> [EXERCISE DIRECTIONS]: Repeat word for word the passage of the pull request discussion below, starting with "2. Based on" and continuing through "make debugging harder?".

> [SOURCE EXTRACT]:
________________________
Skip to content
This repository has been archived by the owner on Jul 16, 2024. It is now read-only.

Fix error when /tmp is a symlink #221

Open
wants to merge 9 commits into
base: main
Choose a base branch
from
Open

Fix error when /tmp is a symlink #221

wants to merge 9 commits into from

Conversation

xuebinsu
Copy link
Contributor

On macOS, /tmp is a symlink to /private/tmp. When creating the tarball, the symlink will be resolved, making the file paths on server are different from those on client. This results in a FileNotFoundError.

This patch fixes the issue by resolving the local path to the real one if it is a symlink.

On macOS, `/tmp` is a symlink to `/private/tmp`. When creating the
tarball, the symlink will be resolved, making the file paths on server
are different from those on client. This results in a
`FileNotFoundError`.

This patch fixes the issue by resolving the local path to the real one
if it is a symlink.
@@ -121,7 +121,7 @@ def _install_on_server(pkg_dir: str, requirements: str) -> str:
def _install_packages(db: gp.Database, requirements: str):
tmp_archive_name = f"tar_{uuid.uuid4().hex}"
# FIXME: Windows client is not supported yet.
local_dir = pathlib.Path("/") / "tmp" / tmp_archive_name / "pip"
local_dir = (pathlib.Path("/") / "tmp").resolve() / tmp_archive_name / "pip"
Copy link
Collaborator

Choose a reason for hiding this comment

The reason will be displayed to describe this comment to others. Learn more.

Instead of hard code /tmp path, libs like tempfile is preferred to be used. https://docs.python.org/3/library/tempfile.html

/tmp is a convention, and users can actually set the temp directory to something else.

Copy link
Contributor Author

@xuebinsu xuebinsu Oct 19, 2023

Choose a reason for hiding this comment

The reason will be displayed to describe this comment to others. Learn more.

Switched to using tempfile per your suggestion.

While I am OK with the switch, I don't quite understand why tempfile is preferred:

  1. If, as you said, users can actually set the temp directory to something else, then /tmp is not a hard-coded path, but can be set to point to anywhere by user.
  2. Based on my testing , tempfile also creates files and directories under /tmp, the same as the previous scheme.
  3. tempfile will delete the files upon exiting the context. Would this make debugging harder?

Could you please share your thoughts on these issues?

Copy link
Collaborator

Choose a reason for hiding this comment

The reason will be displayed to describe this comment to others. Learn more.

If, as you said, users can actually set the temp directory to something else, then /tmp is not a hard-coded path, but can be set to point to anywhere by user.

Yes, see https://www.baeldung.com/linux/change-tmp-directory-path

Based on my testing , tempfile also creates files and directories under /tmp, the same as the previous scheme.
________________________
> [GIVEN RECORDS]:
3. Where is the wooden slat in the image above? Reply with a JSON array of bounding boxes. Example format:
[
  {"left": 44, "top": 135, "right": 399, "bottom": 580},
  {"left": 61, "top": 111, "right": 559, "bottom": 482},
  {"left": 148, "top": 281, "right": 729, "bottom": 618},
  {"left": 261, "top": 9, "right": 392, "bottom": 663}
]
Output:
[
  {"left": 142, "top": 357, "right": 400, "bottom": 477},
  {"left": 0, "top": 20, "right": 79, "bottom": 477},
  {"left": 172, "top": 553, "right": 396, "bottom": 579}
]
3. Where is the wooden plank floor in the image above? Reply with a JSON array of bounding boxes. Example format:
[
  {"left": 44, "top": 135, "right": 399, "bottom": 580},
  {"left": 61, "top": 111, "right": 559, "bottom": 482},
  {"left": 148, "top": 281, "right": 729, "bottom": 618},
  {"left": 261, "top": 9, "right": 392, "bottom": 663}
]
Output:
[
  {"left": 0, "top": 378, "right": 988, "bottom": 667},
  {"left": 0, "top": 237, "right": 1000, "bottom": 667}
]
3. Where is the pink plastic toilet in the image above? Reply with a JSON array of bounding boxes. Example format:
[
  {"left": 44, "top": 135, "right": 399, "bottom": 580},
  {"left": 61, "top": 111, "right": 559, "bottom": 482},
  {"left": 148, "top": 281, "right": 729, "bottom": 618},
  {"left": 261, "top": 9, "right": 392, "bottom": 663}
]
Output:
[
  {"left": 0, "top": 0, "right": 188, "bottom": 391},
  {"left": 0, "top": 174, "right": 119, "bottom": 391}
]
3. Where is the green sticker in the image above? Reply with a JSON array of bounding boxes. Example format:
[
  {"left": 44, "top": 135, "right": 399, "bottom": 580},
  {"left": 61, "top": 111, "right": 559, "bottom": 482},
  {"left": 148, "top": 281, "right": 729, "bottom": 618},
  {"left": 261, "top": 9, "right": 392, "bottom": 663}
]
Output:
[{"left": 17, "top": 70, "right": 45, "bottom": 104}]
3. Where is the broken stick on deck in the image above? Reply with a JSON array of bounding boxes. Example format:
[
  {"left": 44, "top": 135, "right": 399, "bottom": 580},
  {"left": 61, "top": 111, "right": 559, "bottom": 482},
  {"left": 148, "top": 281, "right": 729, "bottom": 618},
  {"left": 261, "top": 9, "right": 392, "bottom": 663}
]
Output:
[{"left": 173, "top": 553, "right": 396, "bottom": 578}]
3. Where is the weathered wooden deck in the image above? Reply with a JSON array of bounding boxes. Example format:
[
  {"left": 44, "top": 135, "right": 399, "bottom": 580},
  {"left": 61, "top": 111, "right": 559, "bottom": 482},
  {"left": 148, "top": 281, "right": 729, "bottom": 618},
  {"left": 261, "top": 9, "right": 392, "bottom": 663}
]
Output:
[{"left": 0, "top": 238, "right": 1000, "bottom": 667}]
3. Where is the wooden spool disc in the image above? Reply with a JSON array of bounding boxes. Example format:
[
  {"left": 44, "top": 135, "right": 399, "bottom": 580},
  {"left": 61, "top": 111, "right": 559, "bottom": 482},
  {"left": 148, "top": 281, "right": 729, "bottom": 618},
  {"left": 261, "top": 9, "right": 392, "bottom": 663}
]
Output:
________________________
> [TASK RESPONSE]:
2. Based on my testing , tempfile also creates files and directories under /tmp, the same as the previous scheme.
  3. tempfile will delete the files upon exiting the context. Would this make debugging harder?